**The problem**
Convert every line of the entries below into a JSON list of strings, one string per line, omitting blank lines.

**Information given**
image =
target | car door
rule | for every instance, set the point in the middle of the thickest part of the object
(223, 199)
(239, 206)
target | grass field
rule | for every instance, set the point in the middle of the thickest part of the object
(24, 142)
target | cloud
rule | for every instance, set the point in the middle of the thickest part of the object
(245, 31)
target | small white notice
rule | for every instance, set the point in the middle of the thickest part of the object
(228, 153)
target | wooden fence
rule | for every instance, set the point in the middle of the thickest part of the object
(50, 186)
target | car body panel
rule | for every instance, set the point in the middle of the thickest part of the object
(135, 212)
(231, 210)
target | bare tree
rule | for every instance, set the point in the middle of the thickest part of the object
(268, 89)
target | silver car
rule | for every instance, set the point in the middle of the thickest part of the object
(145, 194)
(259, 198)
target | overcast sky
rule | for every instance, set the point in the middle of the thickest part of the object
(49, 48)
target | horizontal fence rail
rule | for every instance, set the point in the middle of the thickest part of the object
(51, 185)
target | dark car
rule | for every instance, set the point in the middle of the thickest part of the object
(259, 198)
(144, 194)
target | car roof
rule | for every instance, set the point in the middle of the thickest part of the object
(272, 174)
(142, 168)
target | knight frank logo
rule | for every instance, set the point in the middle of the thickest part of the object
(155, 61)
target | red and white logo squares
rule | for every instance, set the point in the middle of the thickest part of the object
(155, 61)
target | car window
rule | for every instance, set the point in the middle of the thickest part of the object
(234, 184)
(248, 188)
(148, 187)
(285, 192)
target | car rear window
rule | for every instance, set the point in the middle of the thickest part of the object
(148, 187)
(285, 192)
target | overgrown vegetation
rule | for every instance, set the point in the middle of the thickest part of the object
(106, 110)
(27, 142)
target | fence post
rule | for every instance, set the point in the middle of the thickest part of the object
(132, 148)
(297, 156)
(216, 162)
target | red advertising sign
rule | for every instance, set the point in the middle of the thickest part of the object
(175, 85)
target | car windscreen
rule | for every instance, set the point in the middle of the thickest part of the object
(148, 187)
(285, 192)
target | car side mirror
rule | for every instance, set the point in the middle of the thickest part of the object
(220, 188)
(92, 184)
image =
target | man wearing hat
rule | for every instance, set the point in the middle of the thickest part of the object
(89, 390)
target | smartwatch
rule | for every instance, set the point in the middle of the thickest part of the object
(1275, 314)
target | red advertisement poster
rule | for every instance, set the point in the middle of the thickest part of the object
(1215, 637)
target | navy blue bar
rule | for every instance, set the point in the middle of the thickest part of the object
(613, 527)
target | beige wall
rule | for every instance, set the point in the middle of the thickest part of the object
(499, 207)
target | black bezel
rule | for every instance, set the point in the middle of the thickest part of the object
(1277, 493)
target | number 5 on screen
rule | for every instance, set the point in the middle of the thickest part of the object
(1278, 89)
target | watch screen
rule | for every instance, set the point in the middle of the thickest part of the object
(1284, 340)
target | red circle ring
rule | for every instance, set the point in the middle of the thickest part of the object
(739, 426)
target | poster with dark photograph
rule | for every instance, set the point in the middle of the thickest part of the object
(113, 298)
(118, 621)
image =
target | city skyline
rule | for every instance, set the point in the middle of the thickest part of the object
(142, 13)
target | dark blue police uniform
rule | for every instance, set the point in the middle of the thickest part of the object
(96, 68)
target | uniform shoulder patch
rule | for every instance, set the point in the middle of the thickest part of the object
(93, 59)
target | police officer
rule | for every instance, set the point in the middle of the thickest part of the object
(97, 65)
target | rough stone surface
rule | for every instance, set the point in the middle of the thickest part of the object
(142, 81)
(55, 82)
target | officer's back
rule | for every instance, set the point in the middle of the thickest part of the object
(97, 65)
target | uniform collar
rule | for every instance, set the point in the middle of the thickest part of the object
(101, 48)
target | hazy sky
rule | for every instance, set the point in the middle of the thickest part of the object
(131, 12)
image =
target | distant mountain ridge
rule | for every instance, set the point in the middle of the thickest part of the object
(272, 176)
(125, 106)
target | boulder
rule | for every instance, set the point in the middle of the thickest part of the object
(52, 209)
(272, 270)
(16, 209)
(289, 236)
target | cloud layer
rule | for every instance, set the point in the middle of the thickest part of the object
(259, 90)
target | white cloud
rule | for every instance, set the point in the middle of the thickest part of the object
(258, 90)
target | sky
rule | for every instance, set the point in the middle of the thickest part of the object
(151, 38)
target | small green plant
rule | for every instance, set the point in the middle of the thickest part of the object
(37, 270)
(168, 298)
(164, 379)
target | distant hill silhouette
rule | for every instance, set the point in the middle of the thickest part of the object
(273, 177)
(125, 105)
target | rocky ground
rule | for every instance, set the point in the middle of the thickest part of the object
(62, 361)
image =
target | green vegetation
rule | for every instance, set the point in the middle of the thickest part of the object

**Result**
[
  "image =",
  "target | car door",
  "rule | for every instance, set the point in the middle of the thickest part of the object",
  "(223, 199)",
  "(239, 206)",
  "target | grass field",
  "rule | for every instance, set the point in the middle of the thickest part of the object",
  "(24, 142)",
  "target | cloud",
  "rule | for every instance, set the point in the middle of the thickest part of the object",
  "(245, 31)",
  "target | small white notice",
  "rule | for every instance, set the point in the middle of the thickest part of the object",
  "(228, 153)",
  "target | wooden fence",
  "rule | for every instance, set the point in the middle of the thickest part of the object",
  "(50, 186)",
  "target | car body panel",
  "rule | for every instance, set the point in the middle of the thickest part of the object",
  "(135, 212)",
  "(231, 210)",
  "target | bare tree",
  "rule | for every instance, set the point in the middle of the thickest part of the object",
  "(268, 89)",
  "target | silver car",
  "rule | for every instance, set the point in the middle of the thickest part of the object",
  "(145, 194)",
  "(259, 198)",
  "target | overcast sky",
  "rule | for every instance, set the point in the middle of the thickest part of the object",
  "(49, 48)",
  "target | horizontal fence rail",
  "rule | for every instance, set the point in the middle of the thickest part of the object",
  "(51, 185)",
  "target | dark car",
  "rule | for every instance, set the point in the middle of the thickest part of the object",
  "(259, 198)",
  "(144, 194)",
  "target | car roof",
  "rule | for every instance, set the point in the middle of the thickest part of the object",
  "(272, 174)",
  "(142, 168)",
  "target | knight frank logo",
  "rule | for every instance, set the point in the middle of the thickest part of the object",
  "(155, 61)",
  "target | red and white logo squares",
  "rule | for every instance, set the point in the middle of the thickest part of the object",
  "(155, 61)",
  "target | car window",
  "rule | for every instance, set the point in the middle of the thickest part of the object",
  "(234, 184)",
  "(248, 188)",
  "(148, 187)",
  "(285, 192)",
  "target | car rear window",
  "rule | for every instance, set the point in the middle of the thickest part of the object",
  "(148, 187)",
  "(285, 192)",
  "target | overgrown vegetation",
  "rule | for every instance, set the point in the middle of the thickest part of the object",
  "(106, 110)",
  "(27, 142)",
  "target | fence post",
  "rule | for every instance, set the point in the middle of the thickest part of the object",
  "(132, 148)",
  "(297, 156)",
  "(216, 162)",
  "target | red advertising sign",
  "rule | for every instance, set the point in the middle of the thickest part of the object",
  "(175, 85)",
  "target | car windscreen",
  "rule | for every instance, set the point in the middle of the thickest part of the object",
  "(148, 187)",
  "(285, 192)",
  "target | car side mirror",
  "rule | for every instance, set the point in the middle of the thickest part of the object",
  "(220, 188)",
  "(92, 184)",
  "image =",
  "target | man wearing hat",
  "rule | for every instance, set the point in the middle of the thickest part of the object",
  "(89, 390)",
  "target | smartwatch",
  "rule | for every instance, set the point in the middle of the thickest part of the object",
  "(1275, 314)",
  "target | red advertisement poster",
  "rule | for every instance, set the point in the middle of the thickest part of the object",
  "(1215, 637)",
  "target | navy blue bar",
  "rule | for every instance, set the point in the middle of the thickest part of the object",
  "(613, 527)",
  "target | beige wall",
  "rule | for every instance, set the point in the middle of the thickest part of the object",
  "(499, 207)",
  "target | black bezel",
  "rule | for every instance, set the point in the middle of the thickest part of the object",
  "(1277, 493)",
  "target | number 5 on screen",
  "rule | for every instance, set the point in the middle of the thickest part of the object",
  "(1278, 89)",
  "target | watch screen",
  "rule | for every instance, set the point in the middle of the thickest part of the object",
  "(1284, 340)",
  "target | red circle ring",
  "rule | for every instance, set the point in the middle of the thickest part of the object",
  "(739, 426)",
  "target | poster with dark photograph",
  "rule | for every instance, set the point in the middle of the thickest part of the object",
  "(113, 298)",
  "(118, 621)",
  "image =",
  "target | city skyline",
  "rule | for every instance, set the point in the middle of the thickest part of the object",
  "(142, 13)",
  "target | dark blue police uniform",
  "rule | for every instance, set the point in the middle of the thickest part of the object",
  "(96, 68)",
  "target | uniform shoulder patch",
  "rule | for every instance, set the point in the middle of the thickest part of the object",
  "(93, 59)",
  "target | police officer",
  "rule | for every instance, set the point in the middle of the thickest part of the object",
  "(97, 65)",
  "target | rough stone surface",
  "rule | for every instance, set the point in the middle of the thickest part of the object",
  "(142, 81)",
  "(55, 82)",
  "target | officer's back",
  "rule | for every instance, set the point in the middle of the thickest part of the object",
  "(97, 65)",
  "target | uniform collar",
  "rule | for every instance, set the point in the middle of the thickest part of the object",
  "(101, 48)",
  "target | hazy sky",
  "rule | for every instance, set the point in the middle of the thickest part of the object",
  "(131, 12)",
  "image =",
  "target | distant mountain ridge",
  "rule | for every instance, set the point in the middle of the thickest part of the object",
  "(272, 176)",
  "(125, 106)",
  "target | boulder",
  "rule | for every instance, set the point in the middle of the thickest part of the object",
  "(52, 209)",
  "(272, 270)",
  "(16, 209)",
  "(289, 236)",
  "target | cloud layer",
  "rule | for every instance, set the point in the middle of the thickest part of the object",
  "(259, 90)",
  "target | white cloud",
  "rule | for every instance, set the point in the middle of the thickest part of the object",
  "(258, 90)",
  "target | sky",
  "rule | for every instance, set the point in the middle of the thickest part of the object",
  "(151, 38)",
  "target | small green plant",
  "rule | for every instance, set the point in the middle of the thickest part of the object",
  "(37, 270)",
  "(168, 298)",
  "(164, 379)",
  "target | distant hill silhouette",
  "rule | for every instance, set the point in the middle of the thickest part of the object",
  "(273, 177)",
  "(125, 105)",
  "target | rocky ground",
  "rule | for every instance, set the point in the middle of the thickest part of the object",
  "(62, 361)",
  "image =",
  "target | green vegetation",
  "rule | for every instance, set the point in the middle of the thickest part of the object"
]